• Page text
-=-=-=-=-

Emily Gould: The Bell Jar was famously panned when it was first published in the UK, and a good review would probably have been encouraging to the author, so I would definitely like to travel back in time and review it reverently, thereby saving Sylvia Plath’s life (at least temporarily?? yikes.) I wrote an essay a while back about how wonderful, strange and misunderstood I think this book is; it’s still one of my favorites. It was so far ahead of its time that it may still be ahead of its time.
BM: What unheralded book from the past year would you like to give a shout-out to?
EG: I loved Andrea Kleine’s novel Eden, which got good reviews but I didn’t hear as many people talking about it as I would have liked to. It had a beguiling simplicity that might have made it a tough sell, and it’s also very overtly, realistically about how a childhood trauma has damaged the narrator’s life and relationships. Trauma, fun! I loved it. I think having an un-showy, restrained prose style has fallen out of fashion in some quarters. This book contains nothing extraneous and I think that’s really cool.
BM: What is the greatest misconception about book critics and criticism?

-=-=-=-=-

• Short exercise A
Decide whether each statement agrees with the Emily Gould interview above, answering yes or no and quoting the deciding words. (i) The Bell Jar was well received by reviewers when it first came out in the UK. (ii) Eden received good reviews. (iii) Gould says The Bell Jar is no longer one of her favorites.
• Short exercise B
Using the Emily Gould interview above, answer each question:
(i) Who wrote the novel Eden?
(ii) According to Gould, what has fallen out of fashion in some quarters?
(iii) Whose life does Gould say a reverent review might have saved, at least temporarily?
• Short exercise C
Continue the Emily Gould interview above from its last line.

• Recorded data
-=-=-=-=-

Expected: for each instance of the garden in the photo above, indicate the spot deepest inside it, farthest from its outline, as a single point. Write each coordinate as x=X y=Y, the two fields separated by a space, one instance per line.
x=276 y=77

-=-=-=-=-

• Final answer A
(i) No: "The Bell Jar was famously panned when it was first published in the UK"
(ii) Yes: "which got good reviews"
(iii) No: "it’s still one of my favorites"

• Final answer B
(i) Andrea Kleine
(ii) Having an un-showy, restrained prose style
(iii) Sylvia Plath’s

• Final answer C
EG: Maybe that it’s the height of critical skill to write a really scorching pan. I definitely thought it was fun to write bad reviews when I was younger, back when I was honing my funny meanness and had no idea that actions have consequences and that I would not be young forever or even for another like 5 years. It turns out that funny meanness is a skill with a limited shelf-life. It’s harder and more valuable to be compassionate in your criticism, unless you really feel that something was written in bad faith and readers need to be warned away. You can be compassionate and not be full of shit. It’s much harder to write a good review than it is to write a bad one.
BM: How has book criticism changed in the age of social media?
EG: The flattening of discourse into BEST or WORST is uh … THE WORST. Also people are very scared of being canceled and this is bad for both books and criticism, duh.
BM: What critic working today do you most enjoy reading?
EG: Tie between the X man (Christian Lorentzen) and Parul Seghal. I trust them and if they like a book I usually buy it!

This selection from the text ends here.